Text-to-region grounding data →
= Beginning of Section =
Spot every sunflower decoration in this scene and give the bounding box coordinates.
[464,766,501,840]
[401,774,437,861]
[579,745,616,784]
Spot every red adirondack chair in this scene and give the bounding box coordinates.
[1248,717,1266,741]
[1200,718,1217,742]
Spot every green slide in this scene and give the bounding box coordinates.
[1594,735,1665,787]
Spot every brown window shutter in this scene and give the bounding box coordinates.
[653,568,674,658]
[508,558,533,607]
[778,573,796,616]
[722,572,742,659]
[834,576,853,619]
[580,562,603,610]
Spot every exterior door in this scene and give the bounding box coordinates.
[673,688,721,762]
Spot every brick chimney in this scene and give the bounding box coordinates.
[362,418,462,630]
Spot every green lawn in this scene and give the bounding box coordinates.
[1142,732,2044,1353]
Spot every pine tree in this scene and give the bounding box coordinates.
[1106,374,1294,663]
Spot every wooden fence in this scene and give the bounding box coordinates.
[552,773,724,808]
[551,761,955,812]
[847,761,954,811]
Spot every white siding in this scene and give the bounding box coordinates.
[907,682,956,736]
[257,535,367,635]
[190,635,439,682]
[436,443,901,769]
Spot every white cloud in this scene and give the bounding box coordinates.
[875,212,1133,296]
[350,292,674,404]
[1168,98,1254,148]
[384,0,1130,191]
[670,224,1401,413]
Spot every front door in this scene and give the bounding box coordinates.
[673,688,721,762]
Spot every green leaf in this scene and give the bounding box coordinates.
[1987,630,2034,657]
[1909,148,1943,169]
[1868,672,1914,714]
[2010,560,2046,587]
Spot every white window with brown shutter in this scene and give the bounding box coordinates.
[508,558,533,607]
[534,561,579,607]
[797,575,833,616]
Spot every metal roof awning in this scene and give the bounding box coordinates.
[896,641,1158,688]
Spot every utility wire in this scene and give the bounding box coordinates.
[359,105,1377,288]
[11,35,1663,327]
= End of Section =
AIM OF THE EXERCISE →
A reply should hold exactly the lines from the one containing "Spot every green leaf" through the end of the data above, nothing more.

TASK SOLUTION →
Spot every green leaf in this scene and give the bounding box coordinates.
[1987,630,2034,657]
[1909,148,1943,169]
[1868,672,1914,714]
[2010,560,2046,587]
Spot every white window with brown shutter in this scene and give the bounding box coordinates.
[508,558,533,607]
[534,561,579,607]
[797,575,833,616]
Spot every metal roof awning in this scene and give the bounding box coordinates.
[896,641,1158,688]
Spot every utility wire in this scene and give the bounding box coordinates.
[359,105,1377,288]
[11,35,1663,327]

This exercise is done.